Make an exact copy of every entry below, with the pictures left out.

(Exercise materials Opens)

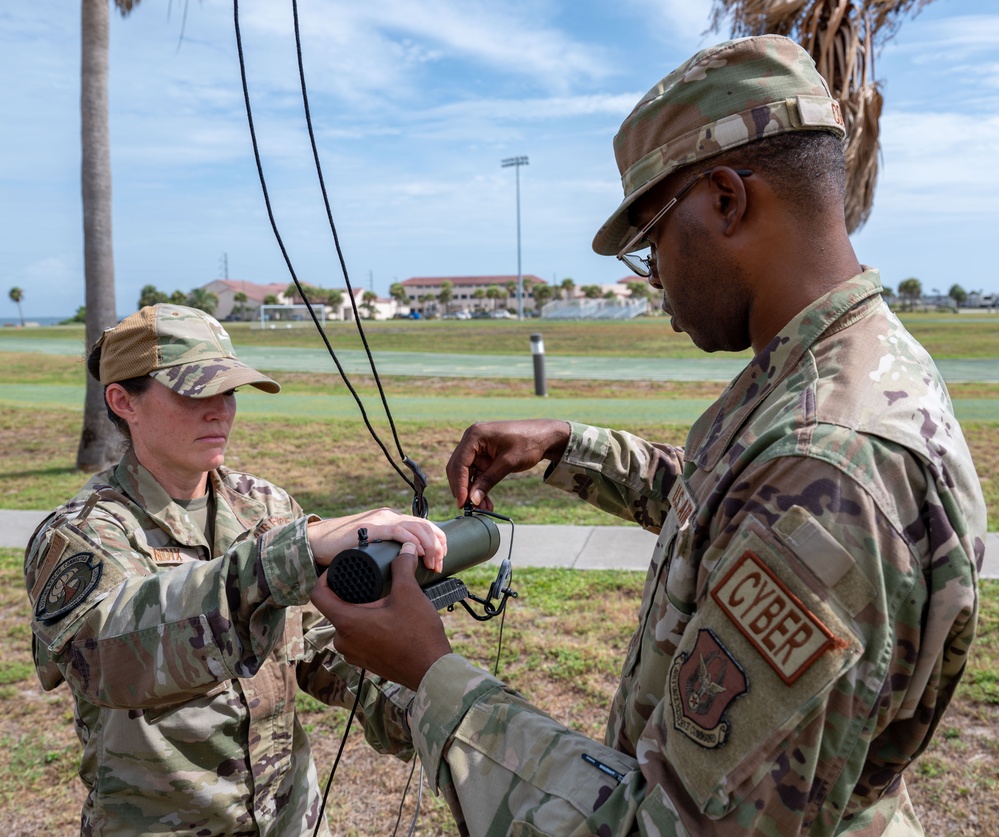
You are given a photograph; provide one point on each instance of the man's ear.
(120, 401)
(731, 200)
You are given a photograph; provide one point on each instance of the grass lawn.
(559, 650)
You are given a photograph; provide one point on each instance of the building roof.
(253, 290)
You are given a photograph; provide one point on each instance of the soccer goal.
(290, 316)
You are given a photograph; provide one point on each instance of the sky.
(415, 104)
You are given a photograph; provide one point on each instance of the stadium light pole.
(517, 162)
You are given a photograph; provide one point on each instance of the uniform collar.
(141, 486)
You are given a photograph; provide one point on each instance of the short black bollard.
(538, 351)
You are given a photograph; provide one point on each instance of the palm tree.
(16, 295)
(842, 37)
(98, 438)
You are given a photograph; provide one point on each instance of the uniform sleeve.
(815, 665)
(618, 472)
(99, 609)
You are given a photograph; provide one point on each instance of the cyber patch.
(68, 586)
(775, 621)
(703, 684)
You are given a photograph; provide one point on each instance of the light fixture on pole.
(517, 162)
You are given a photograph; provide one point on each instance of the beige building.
(231, 308)
(469, 293)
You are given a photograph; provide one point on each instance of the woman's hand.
(330, 537)
(398, 637)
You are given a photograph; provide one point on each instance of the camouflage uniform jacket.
(184, 670)
(806, 615)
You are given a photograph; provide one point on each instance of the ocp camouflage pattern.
(723, 97)
(807, 612)
(184, 670)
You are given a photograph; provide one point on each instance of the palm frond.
(842, 37)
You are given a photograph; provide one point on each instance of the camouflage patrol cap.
(725, 96)
(183, 348)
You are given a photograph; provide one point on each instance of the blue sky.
(415, 104)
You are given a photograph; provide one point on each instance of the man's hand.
(398, 637)
(328, 538)
(490, 450)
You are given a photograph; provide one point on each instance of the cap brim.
(211, 377)
(617, 230)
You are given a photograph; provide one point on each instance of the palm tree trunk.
(98, 438)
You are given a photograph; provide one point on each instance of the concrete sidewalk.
(578, 547)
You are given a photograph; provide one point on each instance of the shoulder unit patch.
(703, 684)
(68, 586)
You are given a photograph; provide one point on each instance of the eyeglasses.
(642, 265)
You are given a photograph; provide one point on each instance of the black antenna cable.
(418, 481)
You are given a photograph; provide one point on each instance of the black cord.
(339, 752)
(291, 269)
(336, 237)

(Exercise materials Closes)

> **Written reply**:
You are given a photograph; provide one point on each instance of the man's ear.
(120, 401)
(731, 200)
You are given a photograph; provide one point on each instance of the grass lawn.
(559, 650)
You are given a photograph; provide one point on each instance of the building roof.
(253, 290)
You are given a photograph; provide one point on each instance of the soccer goal.
(290, 316)
You are given a photograph; provide one point on each instance of the sky.
(415, 104)
You are given a photograph; provide one point on each instance of the stadium light pole.
(517, 162)
You are given a photograph; provide one point on each instance of the uniform collar.
(141, 486)
You are given a photograph; provide one point on each instance of the short black bollard.
(538, 351)
You are given a photograph; provide one point on each instance of the palm tree.
(16, 295)
(842, 37)
(98, 438)
You are given a photograph; provide one point on each instance of the uniform sleeve.
(815, 665)
(618, 472)
(99, 609)
You are given a photograph; provide one point on each instance of the cyber patch.
(68, 586)
(775, 621)
(703, 684)
You are given a photograph; provide one point on each instance of the light fixture on pole.
(517, 162)
You are given a photograph; provide one point on each instance of the beige building.
(231, 308)
(469, 293)
You are given a photograph; provide one point on each instance of the woman's hand.
(330, 537)
(398, 637)
You are given a photograph; provide one point on each instance of the camouflage uniform jacket.
(184, 670)
(806, 615)
You are given a photograph; provide one point on each instance of the ocp camouflage pattern.
(723, 97)
(807, 612)
(184, 670)
You are given a photograph; provide one point on each instance of the palm frond.
(842, 37)
You are given a photograph; provide one point on each instance of the camouflage patrol cap.
(725, 96)
(183, 348)
You are given a photograph; provide one point on each instance of the blue sky.
(415, 104)
You are given a photograph; provide one point on each instance of the man's hand.
(398, 637)
(328, 538)
(490, 450)
You are given a photograph; provide one point on each instance of the cap brim.
(211, 377)
(617, 230)
You are given a photograph; provide one point on each instance of the palm tree trunk.
(98, 438)
You are given a photograph; provide one point on each instance of the concrete sidewalk.
(578, 547)
You are given a photograph; provide one point on each instance of the shoulder unit patch.
(703, 684)
(68, 586)
You are given a photograph; provide one point on each instance of the eyeglasses.
(642, 265)
You are given a photograph; provide one point on each instance of the black antenna cable.
(418, 481)
You are given a photograph; provide one point on each instance of the black cord.
(339, 752)
(291, 269)
(336, 237)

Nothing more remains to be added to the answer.